▸ TASK DESCRIPTION
Copy the entries from the start down through the line containing "point(183, 149)", renaming "horizon" to "skyline" and keeping everything else unchanged. Leave the pictures out of your copy.
====== PROVIDED ENTRIES
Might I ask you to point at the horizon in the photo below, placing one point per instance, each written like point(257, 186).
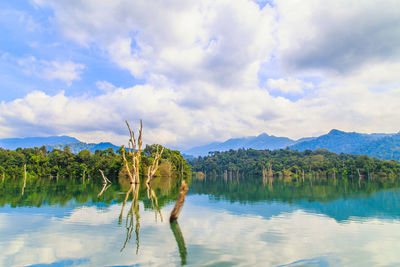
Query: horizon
point(197, 72)
point(183, 149)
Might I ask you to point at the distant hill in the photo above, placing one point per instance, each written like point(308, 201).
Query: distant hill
point(54, 142)
point(380, 145)
point(387, 147)
point(384, 146)
point(262, 141)
point(28, 142)
point(336, 141)
point(79, 146)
============
▸ ANSWER
Might I ask you to point at the skyline in the photo below, placing one point per instance, each written like point(257, 186).
Query: skyline
point(197, 72)
point(183, 149)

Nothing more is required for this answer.